◆ PAGE TEXT ◆
☆ ☆ ☆

Aller au contenu

Insitu dataset

Describes a dataset to be imported by insitu

Properties

  • maintainer (string): The person in charge of updating or fixing the dataset as needed, along with their email adress.
  • headers_http (object): The headers to use when fetching the source file.
  • downloaded_filename (string): The filename of the downloaded file.
  • expected (object): Describes the expected source data file. Cannot contain additional properties.
  • format (string): The expected data file format. Must be one of: ['xls', 'xlsx', 'xlsm', 'csv', 'dbf', 'json', 'ndjson', 'zipshapefile'].
  • name (string): The expected pattern the name of the file should match.
  • sheet (string): If the source file is a spreadsheet, which sheet contains the data.
  • sheets (array): If the source file is a spreadsheet, which sheets contain the data.
  • delimiter (string): The delimiter used in the source csv file.
  • encoding (string): The encoding of the source file (if applicable).
  • headerless (boolean): Reference columns by number (instead of names in a header row).
  • flatten (boolean): Flatten all JSON fields (default is true).

☆ ☆ ☆

Can you write out the Insitu dataset page again, starting with "Describes a dataset" and going on through "the downloaded file.", renaming "maintainer" to "owner" each time it occurs?

◆ DATA ENTRIES ◆
☆ ☆ ☆

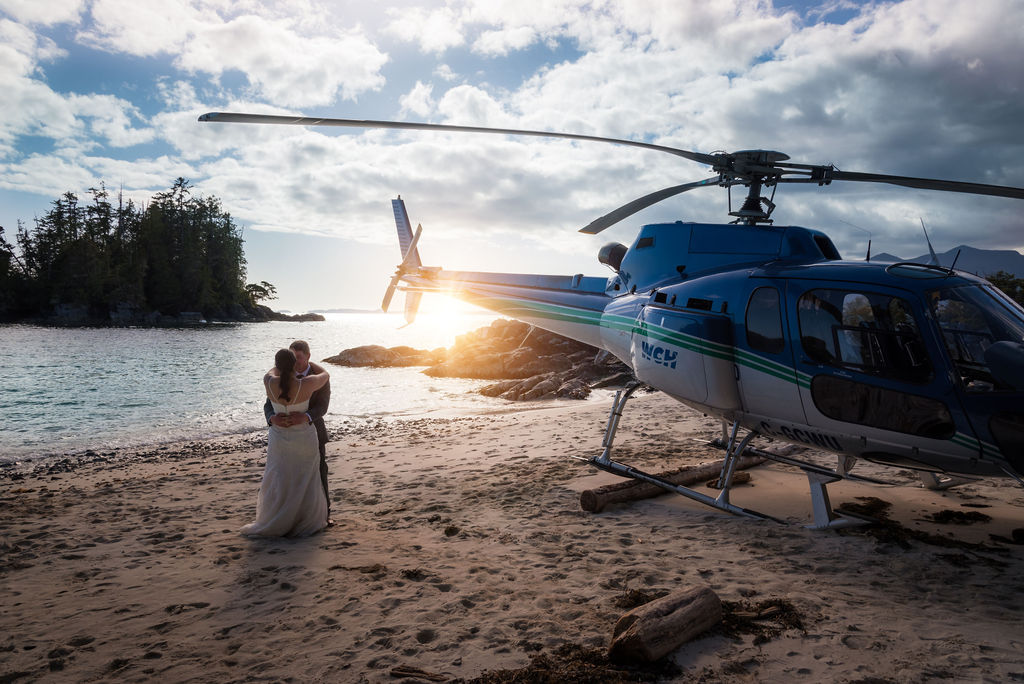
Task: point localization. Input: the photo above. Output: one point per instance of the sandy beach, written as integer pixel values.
(460, 551)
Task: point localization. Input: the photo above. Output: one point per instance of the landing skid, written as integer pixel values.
(939, 482)
(818, 477)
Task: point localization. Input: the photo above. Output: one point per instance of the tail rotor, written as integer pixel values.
(412, 260)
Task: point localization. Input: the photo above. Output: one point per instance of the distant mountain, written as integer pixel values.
(973, 260)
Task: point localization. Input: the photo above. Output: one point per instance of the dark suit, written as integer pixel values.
(318, 402)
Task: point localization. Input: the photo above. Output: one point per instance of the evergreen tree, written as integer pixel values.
(180, 253)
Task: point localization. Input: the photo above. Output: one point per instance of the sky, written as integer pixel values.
(109, 91)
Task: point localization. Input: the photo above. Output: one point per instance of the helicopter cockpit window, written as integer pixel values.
(764, 322)
(861, 331)
(972, 319)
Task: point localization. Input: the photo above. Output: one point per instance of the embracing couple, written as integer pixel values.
(293, 498)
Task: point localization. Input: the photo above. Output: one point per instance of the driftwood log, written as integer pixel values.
(594, 501)
(655, 629)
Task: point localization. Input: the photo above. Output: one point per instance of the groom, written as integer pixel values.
(317, 409)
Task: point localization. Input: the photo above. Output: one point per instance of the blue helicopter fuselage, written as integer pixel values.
(903, 364)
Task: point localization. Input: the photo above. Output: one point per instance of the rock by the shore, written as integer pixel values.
(374, 355)
(531, 364)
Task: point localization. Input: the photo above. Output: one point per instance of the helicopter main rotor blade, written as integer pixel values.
(930, 183)
(232, 118)
(627, 210)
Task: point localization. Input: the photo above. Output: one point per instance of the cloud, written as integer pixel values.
(919, 87)
(282, 57)
(434, 30)
(42, 13)
(34, 109)
(418, 100)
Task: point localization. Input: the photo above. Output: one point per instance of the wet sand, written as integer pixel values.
(460, 550)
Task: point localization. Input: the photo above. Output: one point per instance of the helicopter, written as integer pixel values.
(765, 327)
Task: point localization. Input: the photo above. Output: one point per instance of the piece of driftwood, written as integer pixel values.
(655, 629)
(594, 501)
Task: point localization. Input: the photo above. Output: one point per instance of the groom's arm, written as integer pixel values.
(321, 399)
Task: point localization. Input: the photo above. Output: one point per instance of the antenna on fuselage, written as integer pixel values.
(935, 258)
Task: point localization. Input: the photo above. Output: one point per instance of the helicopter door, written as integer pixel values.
(867, 376)
(982, 332)
(764, 356)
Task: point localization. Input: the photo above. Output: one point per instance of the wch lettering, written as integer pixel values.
(659, 355)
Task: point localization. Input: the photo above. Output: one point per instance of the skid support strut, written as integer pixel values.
(604, 462)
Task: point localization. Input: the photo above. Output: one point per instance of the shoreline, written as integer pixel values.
(460, 548)
(35, 465)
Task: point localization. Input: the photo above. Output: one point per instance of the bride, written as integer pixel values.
(291, 500)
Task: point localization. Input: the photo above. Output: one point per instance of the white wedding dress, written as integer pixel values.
(291, 501)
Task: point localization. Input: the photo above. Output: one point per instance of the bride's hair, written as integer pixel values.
(284, 360)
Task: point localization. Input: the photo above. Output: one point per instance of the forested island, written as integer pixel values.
(178, 259)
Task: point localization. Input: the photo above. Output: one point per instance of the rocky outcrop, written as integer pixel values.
(529, 362)
(374, 355)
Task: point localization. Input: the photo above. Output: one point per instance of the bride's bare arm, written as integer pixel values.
(315, 380)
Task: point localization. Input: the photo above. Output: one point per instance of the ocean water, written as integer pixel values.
(66, 390)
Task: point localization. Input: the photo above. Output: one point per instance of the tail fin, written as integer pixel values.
(410, 259)
(404, 233)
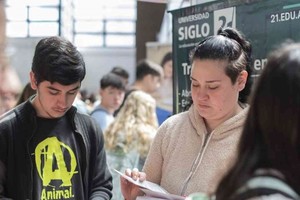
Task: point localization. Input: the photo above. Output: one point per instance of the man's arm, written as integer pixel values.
(101, 176)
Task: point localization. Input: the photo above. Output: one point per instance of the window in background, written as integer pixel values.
(88, 23)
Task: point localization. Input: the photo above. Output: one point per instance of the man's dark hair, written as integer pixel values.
(112, 80)
(57, 60)
(167, 57)
(145, 67)
(120, 72)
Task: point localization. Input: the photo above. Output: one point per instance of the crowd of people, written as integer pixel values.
(236, 141)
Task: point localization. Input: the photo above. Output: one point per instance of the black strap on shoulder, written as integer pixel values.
(251, 193)
(265, 185)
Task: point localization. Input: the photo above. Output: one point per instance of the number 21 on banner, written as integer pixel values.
(224, 18)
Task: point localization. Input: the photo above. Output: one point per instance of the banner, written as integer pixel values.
(265, 23)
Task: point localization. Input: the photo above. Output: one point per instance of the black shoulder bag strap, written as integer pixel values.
(265, 185)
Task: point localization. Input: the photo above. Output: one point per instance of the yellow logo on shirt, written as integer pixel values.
(51, 166)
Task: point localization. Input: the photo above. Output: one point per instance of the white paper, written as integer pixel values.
(152, 190)
(145, 184)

☆ ☆ ☆

◆ OUTPUT FOR THIS TASK ◆
Describes a dataset to be imported by insitu

Properties

  • owner (string): The person in charge of updating or fixing the dataset as needed, along with their email adress.
  • headers_http (object): The headers to use when fetching the source file.
  • downloaded_filename (string): The filename of the downloaded file.